TO DO:
Going through the entries below, copy out each line that contains "dark".

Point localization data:
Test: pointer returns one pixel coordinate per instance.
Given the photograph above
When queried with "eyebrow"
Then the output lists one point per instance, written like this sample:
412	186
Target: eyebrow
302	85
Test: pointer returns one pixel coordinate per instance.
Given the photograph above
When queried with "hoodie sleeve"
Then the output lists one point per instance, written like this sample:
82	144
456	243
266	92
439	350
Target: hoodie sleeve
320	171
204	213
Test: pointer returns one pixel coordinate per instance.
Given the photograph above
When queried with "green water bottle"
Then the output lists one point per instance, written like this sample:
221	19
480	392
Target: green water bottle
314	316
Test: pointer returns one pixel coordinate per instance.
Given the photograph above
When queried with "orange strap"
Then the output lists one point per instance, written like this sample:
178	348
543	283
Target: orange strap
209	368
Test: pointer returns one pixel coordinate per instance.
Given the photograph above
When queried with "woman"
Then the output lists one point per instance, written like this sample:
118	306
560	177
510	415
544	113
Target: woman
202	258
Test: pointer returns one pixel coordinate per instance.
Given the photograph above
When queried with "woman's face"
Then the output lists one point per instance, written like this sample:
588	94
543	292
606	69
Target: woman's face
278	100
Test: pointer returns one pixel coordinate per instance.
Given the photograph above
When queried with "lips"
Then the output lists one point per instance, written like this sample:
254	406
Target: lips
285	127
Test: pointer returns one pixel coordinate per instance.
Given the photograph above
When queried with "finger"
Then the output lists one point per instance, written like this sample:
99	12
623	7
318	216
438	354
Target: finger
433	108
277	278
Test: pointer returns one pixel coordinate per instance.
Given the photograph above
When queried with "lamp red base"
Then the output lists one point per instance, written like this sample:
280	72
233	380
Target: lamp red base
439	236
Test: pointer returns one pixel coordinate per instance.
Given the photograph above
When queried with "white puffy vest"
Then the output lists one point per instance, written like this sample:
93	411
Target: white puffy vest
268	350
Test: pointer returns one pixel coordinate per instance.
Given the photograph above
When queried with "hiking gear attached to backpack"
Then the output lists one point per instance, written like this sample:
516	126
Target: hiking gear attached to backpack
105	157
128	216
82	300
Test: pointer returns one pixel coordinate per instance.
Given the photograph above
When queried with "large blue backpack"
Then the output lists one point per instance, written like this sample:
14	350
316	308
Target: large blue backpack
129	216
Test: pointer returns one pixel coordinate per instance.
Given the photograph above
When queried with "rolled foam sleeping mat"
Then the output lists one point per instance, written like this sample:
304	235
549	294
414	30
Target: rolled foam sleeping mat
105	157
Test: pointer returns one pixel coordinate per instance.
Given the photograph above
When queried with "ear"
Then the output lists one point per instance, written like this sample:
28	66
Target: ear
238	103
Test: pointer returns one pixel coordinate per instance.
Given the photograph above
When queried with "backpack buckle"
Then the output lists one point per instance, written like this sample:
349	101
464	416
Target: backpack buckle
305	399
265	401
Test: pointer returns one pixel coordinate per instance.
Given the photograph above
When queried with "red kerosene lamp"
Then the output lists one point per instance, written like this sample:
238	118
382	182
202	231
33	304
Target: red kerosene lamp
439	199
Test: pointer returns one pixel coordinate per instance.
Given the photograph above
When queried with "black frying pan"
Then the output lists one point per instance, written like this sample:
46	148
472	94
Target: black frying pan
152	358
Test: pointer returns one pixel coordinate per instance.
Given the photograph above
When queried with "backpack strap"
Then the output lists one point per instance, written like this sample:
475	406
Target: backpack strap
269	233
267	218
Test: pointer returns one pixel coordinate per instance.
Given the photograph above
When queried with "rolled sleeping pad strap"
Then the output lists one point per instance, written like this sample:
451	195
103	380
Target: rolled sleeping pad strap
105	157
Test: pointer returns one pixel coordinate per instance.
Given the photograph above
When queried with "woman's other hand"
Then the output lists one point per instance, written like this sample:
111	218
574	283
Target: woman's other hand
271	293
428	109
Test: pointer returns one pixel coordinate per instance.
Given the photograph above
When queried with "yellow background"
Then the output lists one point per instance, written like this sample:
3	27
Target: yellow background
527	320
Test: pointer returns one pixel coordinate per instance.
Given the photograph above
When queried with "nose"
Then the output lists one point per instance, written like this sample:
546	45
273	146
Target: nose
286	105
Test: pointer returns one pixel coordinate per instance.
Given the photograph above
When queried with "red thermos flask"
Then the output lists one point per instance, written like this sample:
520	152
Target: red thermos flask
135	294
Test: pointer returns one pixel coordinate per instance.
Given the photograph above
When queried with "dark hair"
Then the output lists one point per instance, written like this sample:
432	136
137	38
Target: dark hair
* * *
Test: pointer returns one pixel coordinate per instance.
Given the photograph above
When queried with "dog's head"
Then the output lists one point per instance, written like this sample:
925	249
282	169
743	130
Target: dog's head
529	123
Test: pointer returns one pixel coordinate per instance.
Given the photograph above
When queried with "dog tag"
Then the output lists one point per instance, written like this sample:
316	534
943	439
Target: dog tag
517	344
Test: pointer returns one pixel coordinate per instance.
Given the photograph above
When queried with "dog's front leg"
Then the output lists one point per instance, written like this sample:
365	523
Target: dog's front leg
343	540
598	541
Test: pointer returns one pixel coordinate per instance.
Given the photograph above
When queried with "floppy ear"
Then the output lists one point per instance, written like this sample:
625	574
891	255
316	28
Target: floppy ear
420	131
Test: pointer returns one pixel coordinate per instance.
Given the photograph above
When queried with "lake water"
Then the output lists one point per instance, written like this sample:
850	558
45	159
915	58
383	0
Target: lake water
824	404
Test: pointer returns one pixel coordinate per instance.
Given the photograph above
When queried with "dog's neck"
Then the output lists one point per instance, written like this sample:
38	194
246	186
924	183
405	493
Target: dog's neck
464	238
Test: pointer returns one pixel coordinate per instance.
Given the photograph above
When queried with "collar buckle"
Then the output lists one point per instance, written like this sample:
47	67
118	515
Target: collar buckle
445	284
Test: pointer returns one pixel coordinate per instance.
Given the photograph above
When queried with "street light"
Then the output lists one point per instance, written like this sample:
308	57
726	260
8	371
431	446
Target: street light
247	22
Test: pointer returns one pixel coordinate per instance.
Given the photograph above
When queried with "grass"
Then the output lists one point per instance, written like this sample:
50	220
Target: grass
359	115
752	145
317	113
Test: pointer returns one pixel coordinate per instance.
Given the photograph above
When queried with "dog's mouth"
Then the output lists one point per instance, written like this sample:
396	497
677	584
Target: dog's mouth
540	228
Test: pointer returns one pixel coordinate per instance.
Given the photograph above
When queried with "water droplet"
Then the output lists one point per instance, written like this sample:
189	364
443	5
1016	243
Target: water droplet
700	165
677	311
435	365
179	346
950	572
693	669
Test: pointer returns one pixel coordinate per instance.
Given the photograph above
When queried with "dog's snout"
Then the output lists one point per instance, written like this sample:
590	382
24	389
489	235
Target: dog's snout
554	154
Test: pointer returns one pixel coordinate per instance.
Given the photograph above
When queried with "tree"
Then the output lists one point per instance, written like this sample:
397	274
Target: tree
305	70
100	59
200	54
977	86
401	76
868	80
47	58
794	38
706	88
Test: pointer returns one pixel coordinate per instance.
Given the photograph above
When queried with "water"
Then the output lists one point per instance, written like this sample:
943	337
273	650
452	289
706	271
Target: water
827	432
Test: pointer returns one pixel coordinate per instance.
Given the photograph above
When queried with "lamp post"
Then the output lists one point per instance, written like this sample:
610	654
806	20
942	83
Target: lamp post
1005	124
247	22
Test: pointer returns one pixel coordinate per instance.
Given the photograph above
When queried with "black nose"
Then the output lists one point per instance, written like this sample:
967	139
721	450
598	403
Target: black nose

SOLUTION TO THIS PROBLEM:
When queried with "dark hair"
Target: dark hair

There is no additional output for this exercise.